** START **
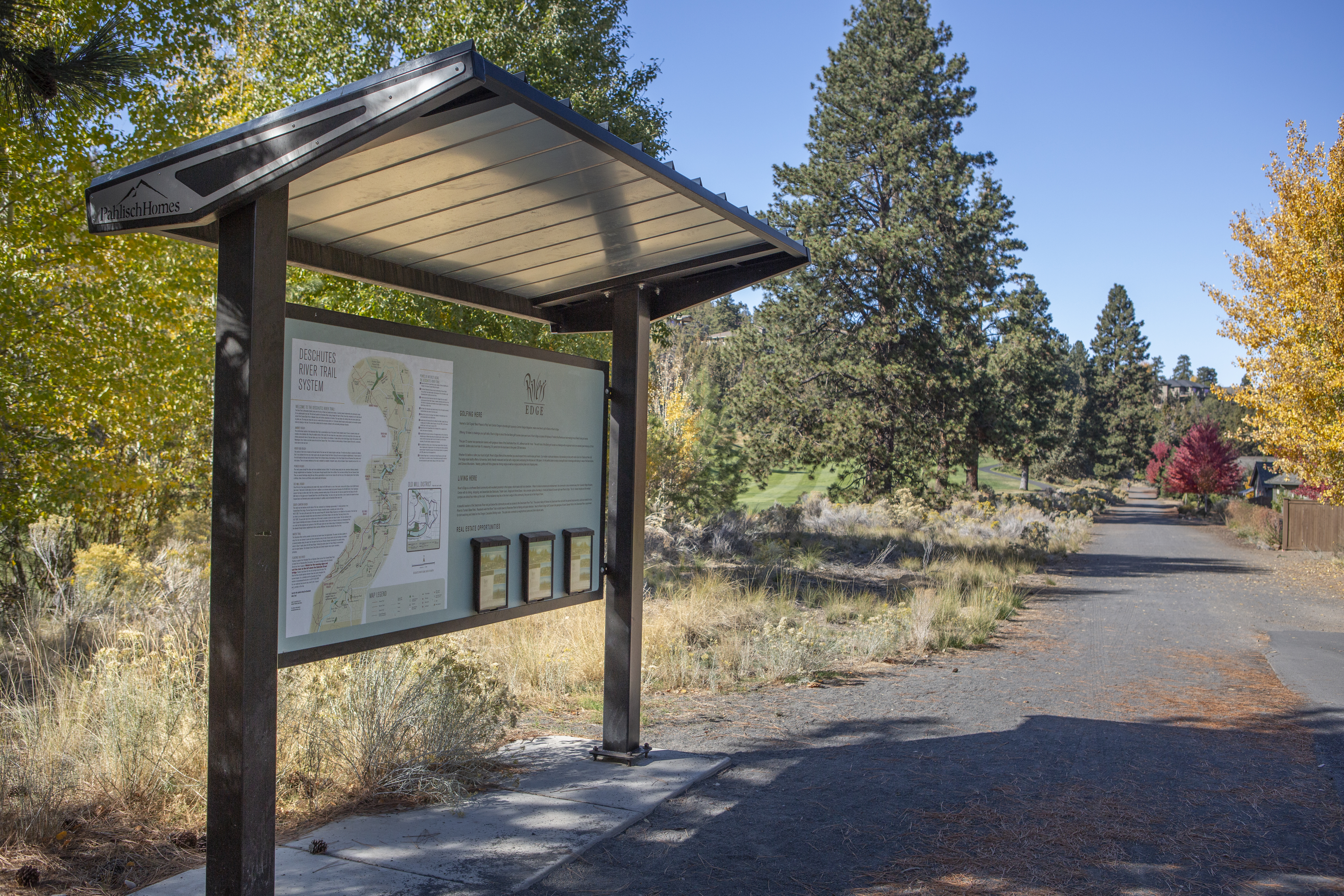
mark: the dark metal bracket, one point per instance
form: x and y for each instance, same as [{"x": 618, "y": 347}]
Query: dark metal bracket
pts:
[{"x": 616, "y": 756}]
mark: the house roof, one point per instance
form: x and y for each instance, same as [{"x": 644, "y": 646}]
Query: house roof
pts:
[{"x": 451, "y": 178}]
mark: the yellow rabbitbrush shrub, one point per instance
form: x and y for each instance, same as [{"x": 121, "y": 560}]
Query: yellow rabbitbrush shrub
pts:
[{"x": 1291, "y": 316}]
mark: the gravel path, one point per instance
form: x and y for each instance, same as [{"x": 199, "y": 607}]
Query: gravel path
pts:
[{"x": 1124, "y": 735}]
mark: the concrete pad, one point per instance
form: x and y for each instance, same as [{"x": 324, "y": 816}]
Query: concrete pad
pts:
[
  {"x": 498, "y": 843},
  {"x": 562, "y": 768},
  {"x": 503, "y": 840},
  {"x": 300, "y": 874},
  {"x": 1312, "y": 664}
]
** END **
** START **
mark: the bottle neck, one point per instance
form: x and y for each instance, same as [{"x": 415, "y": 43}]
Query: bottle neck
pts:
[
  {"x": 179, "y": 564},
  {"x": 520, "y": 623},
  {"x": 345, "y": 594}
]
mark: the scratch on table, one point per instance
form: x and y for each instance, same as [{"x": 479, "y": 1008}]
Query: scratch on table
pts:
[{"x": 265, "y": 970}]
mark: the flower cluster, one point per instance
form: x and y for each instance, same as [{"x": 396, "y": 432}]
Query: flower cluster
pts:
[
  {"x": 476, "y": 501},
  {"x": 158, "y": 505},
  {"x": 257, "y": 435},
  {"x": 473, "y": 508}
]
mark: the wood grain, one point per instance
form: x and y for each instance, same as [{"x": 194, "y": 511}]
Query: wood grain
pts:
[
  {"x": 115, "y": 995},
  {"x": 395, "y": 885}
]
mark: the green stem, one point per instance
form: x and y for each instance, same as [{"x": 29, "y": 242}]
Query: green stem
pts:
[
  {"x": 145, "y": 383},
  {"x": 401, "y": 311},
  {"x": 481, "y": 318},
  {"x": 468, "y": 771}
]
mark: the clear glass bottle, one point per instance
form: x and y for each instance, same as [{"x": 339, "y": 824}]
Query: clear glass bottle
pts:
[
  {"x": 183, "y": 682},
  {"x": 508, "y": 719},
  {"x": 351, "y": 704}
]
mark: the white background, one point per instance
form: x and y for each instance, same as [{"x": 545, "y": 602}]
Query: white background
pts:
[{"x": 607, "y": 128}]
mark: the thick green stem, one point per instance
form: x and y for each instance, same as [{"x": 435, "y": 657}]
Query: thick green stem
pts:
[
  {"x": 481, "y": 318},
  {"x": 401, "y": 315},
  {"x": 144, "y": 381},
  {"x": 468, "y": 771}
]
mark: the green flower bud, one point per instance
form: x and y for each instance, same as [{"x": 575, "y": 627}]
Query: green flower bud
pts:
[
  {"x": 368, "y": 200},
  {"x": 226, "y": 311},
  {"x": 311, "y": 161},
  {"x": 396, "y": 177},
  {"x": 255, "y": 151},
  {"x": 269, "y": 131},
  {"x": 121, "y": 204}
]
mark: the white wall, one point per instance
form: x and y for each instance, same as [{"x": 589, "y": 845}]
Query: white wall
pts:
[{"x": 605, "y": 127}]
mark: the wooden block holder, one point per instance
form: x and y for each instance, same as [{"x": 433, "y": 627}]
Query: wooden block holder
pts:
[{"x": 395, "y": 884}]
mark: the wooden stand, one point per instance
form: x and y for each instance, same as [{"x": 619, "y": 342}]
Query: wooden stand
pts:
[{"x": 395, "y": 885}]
** END **
** START **
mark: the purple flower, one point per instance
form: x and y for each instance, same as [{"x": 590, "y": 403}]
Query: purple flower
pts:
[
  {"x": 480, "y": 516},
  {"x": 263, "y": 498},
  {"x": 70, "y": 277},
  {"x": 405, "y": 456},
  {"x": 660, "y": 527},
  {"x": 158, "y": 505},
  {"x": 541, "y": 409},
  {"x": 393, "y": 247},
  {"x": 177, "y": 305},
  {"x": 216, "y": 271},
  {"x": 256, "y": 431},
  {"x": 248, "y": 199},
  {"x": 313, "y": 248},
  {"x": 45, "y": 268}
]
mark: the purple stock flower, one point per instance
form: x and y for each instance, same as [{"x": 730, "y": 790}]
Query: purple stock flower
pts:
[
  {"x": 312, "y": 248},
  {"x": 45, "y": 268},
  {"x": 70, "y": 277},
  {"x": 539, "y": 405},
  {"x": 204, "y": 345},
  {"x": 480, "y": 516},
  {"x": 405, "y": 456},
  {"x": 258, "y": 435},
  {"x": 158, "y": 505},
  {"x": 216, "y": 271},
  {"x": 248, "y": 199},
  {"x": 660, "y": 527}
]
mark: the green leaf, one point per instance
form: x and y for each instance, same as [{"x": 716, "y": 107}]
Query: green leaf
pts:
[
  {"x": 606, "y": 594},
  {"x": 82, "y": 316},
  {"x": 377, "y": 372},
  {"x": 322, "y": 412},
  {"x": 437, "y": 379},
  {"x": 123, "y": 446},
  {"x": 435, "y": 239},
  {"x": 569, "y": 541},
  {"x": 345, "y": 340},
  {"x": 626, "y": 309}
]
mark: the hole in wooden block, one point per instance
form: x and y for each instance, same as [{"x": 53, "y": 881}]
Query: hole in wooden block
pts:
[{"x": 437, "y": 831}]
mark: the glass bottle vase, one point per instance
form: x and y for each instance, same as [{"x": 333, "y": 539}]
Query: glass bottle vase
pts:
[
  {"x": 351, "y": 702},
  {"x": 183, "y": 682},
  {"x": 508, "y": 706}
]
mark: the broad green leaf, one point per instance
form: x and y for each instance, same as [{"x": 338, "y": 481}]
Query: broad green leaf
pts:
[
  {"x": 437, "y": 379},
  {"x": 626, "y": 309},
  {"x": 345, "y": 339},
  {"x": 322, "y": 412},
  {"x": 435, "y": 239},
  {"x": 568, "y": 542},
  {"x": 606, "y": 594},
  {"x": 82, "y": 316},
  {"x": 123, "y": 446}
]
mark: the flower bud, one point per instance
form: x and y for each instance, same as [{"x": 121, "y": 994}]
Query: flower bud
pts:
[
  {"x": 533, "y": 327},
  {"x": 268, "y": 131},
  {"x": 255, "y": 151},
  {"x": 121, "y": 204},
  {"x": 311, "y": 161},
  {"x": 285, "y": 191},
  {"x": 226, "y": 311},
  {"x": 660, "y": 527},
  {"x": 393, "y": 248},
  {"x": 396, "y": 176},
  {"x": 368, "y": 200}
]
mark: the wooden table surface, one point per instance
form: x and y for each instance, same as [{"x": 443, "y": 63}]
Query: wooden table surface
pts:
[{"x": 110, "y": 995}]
** END **
Work instructions
Pick out every line above that contains the word "vase" and copy each one.

Full output
mark: the glass bottle vase, one point per instance
Query: glass bottle vase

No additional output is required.